> **Required work**: Write the line that includes "# test: put a marker on the white jersey" and all subsequent lines, exactly as written, and nothing more.

Records from a data source

==*==

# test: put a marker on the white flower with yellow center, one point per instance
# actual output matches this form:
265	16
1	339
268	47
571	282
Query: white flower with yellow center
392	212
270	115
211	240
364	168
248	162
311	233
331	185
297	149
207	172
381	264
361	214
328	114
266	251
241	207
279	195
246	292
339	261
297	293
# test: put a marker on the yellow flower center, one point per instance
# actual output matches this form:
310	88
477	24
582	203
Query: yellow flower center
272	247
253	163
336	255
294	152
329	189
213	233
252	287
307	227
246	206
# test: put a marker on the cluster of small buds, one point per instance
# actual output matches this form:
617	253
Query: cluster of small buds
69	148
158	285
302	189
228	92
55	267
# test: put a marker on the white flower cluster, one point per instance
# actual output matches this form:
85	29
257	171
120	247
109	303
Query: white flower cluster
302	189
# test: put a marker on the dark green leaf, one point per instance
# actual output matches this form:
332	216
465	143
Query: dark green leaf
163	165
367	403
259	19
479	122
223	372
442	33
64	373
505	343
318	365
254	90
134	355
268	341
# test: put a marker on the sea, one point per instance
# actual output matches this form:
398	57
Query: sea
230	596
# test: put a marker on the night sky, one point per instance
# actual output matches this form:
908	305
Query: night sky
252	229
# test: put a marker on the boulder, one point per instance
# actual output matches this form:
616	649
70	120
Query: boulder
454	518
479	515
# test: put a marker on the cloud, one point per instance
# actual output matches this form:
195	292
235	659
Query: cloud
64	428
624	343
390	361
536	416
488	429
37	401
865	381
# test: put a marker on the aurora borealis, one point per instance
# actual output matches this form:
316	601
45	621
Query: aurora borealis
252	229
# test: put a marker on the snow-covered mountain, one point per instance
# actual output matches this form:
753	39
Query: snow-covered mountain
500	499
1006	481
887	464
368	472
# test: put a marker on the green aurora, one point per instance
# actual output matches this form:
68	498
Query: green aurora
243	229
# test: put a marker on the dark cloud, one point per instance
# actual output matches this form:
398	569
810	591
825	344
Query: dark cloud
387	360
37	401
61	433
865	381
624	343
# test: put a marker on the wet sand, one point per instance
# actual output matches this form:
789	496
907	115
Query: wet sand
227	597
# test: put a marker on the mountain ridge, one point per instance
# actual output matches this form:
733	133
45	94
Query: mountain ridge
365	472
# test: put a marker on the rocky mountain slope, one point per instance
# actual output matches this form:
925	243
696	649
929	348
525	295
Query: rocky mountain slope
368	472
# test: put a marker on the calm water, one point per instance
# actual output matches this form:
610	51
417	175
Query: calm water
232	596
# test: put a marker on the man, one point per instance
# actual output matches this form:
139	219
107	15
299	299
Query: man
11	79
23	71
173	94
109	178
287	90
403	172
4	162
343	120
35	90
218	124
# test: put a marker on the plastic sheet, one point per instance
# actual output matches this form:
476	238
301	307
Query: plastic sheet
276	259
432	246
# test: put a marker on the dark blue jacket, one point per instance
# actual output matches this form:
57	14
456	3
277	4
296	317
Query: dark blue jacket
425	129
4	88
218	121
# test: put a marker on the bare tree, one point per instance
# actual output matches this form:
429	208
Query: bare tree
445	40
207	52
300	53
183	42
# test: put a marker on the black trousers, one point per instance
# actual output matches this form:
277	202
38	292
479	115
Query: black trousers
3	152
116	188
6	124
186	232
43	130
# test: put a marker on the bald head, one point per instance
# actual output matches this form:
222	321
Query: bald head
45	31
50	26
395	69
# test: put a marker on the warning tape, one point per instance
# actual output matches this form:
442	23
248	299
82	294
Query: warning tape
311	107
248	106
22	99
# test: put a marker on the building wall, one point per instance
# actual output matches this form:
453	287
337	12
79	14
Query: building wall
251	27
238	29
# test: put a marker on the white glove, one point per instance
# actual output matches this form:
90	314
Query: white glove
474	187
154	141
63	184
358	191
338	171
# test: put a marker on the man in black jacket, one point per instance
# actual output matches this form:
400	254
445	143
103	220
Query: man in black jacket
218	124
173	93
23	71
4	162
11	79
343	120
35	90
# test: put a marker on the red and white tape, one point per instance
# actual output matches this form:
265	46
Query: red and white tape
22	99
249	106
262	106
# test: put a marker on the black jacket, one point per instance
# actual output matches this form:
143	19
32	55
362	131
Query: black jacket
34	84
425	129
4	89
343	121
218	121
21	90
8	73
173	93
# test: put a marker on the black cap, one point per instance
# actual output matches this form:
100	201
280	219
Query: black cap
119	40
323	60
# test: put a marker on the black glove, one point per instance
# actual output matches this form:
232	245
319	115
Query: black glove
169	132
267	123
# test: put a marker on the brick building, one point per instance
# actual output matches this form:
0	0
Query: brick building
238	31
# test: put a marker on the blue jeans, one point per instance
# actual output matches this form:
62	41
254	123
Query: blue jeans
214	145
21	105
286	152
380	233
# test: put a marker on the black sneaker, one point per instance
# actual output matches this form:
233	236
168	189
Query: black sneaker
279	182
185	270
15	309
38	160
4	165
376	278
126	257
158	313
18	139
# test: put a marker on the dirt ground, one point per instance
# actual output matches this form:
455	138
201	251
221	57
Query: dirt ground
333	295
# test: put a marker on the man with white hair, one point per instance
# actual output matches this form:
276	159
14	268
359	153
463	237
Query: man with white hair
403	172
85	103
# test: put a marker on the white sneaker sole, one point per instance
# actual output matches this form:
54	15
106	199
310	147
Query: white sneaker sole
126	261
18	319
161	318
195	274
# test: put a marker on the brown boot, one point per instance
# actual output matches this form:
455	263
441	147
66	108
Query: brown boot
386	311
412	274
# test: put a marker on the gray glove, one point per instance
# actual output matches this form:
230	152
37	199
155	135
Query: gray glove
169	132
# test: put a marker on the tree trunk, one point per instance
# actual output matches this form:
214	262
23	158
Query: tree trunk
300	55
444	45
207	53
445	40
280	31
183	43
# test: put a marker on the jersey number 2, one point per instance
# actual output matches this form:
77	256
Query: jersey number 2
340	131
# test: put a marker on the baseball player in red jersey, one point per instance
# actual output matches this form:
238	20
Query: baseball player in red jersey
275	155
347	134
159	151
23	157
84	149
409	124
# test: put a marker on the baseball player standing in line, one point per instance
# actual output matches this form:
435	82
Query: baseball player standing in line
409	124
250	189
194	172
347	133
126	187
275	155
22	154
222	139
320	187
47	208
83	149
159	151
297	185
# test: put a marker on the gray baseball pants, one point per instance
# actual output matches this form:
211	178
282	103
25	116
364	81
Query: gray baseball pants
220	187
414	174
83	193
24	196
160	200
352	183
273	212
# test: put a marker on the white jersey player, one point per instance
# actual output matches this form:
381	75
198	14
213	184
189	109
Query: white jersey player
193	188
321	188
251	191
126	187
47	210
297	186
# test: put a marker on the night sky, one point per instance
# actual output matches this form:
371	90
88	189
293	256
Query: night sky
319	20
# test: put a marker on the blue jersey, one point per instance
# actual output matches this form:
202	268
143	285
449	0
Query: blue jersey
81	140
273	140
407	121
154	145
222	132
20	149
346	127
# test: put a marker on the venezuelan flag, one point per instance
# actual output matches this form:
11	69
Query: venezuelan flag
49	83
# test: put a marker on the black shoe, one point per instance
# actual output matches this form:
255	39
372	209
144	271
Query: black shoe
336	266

==*==

> **The reply**:
# test: put a marker on the white jersey player, one point per instance
# actual output matches this form:
381	75
198	14
213	184
189	109
Query: white jersey player
193	188
321	188
251	191
126	187
47	210
297	186
# test: put a marker on the night sky, one point per instance
# actual output matches this form:
371	90
88	189
293	256
Query: night sky
319	20
# test: put a marker on the blue jersey, one point per instance
# actual output matches this form:
202	268
143	285
449	0
Query: blue jersey
81	140
273	140
407	121
154	145
222	132
20	149
346	127
# test: put a marker on the venezuelan flag, one point per instance
# actual output matches this form:
11	69
Query: venezuelan flag
49	83
# test: put a marker on the black shoe, one point per instance
# actual output matches this form:
255	39
372	209
144	271
Query: black shoe
336	266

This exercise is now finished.